> [SELECTED PASSAGE]:
BRIEF DESCRIPTION OF THE DRAWINGS
[0005] FIG. 1 illustrates a perspective view of a first multi-chip
module implementing a cache.
[0006] FIG. 2 illustrates a perspective view of a second multi-chip
module implementing a cache.
[0007] FIG. 3 illustrates in block diagram form a computer system
that supports a high reliability mode according to the present
invention.
[0008] FIG. 4 illustrates in block diagram form a portion of a
memory used as cache memory in a normal mode including an exemplary
row.
[0009] FIG. 5 illustrates in block diagram form a portion of a
memory used as cache memory in a high reliability mode including
the exemplary row.
[0010] In the following description, the use of the same reference
numerals in different drawings indicates similar or identical
items.
DETAILED DESCRIPTION OF ILLUSTRATIVE EMBODIMENTS
[0011] FIG. 1 illustrates a perspective view of a first multi-chip
module 100 implementing a cache. Multi-chip module 100 generally
includes a multi-core processor chip 120 and a memory chip stack
140. Memory chip stack 140 generally includes a memory chip 142, a
memory chip 144, a memory chip 146, and a memory chip 148. Each
individual memory chip of memory chip stack 140 is connected to
other memory chips of memory chip stack 140, as required for proper
system operation. Also, each individual memory chip of memory chip
stack 140 connects to multi-core chip 120, as required, for proper
system operation.

> [DATA BLOCK]:
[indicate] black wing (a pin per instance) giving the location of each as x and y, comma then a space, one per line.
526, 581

> [WRITTEN INSTRUCTION 1]:
Answer these questions using the patent excerpt:
(a) What does FIG. 3 show in block diagram form?
(b) What does the same reference numeral appearing in different drawings indicate?
(c) What two components does multi-chip module 100 generally include?
> [WRITTEN INSTRUCTION 2]: List every memory chip in memory chip stack 140 that the patent excerpt names.
> [WRITTEN INSTRUCTION 3]: Duplicate the patent excerpt, everything from "[0007] FIG. 3" down to "the exemplary row.".
The material is separate from the patent excerpt.

> [FULL ANSWER 1]:
(a) A computer system that supports a high reliability mode.
(b) Similar or identical items.
(c) A multi-core processor chip 120 and a memory chip stack 140.

> [FULL ANSWER 2]:
- Memory chip 142
- Memory chip 144
- Memory chip 146
- Memory chip 148

> [FULL ANSWER 3]:
[0007] FIG. 3 illustrates in block diagram form a computer system
that supports a high reliability mode according to the present
invention.
[0008] FIG. 4 illustrates in block diagram form a portion of a
memory used as cache memory in a normal mode including an exemplary
row.
[0009] FIG. 5 illustrates in block diagram form a portion of a
memory used as cache memory in a high reliability mode including
the exemplary row.